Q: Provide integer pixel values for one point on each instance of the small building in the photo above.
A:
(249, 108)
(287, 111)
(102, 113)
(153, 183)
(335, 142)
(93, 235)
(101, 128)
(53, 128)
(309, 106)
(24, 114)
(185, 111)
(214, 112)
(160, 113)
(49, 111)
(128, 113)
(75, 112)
************
Copy each line above exactly as it stands.

Q: Provide integer pixel values for one point on each instance of the small building in the photo above.
A:
(249, 108)
(287, 111)
(102, 113)
(153, 183)
(335, 142)
(93, 235)
(101, 128)
(53, 128)
(309, 106)
(24, 114)
(185, 111)
(214, 112)
(160, 113)
(49, 111)
(128, 113)
(75, 112)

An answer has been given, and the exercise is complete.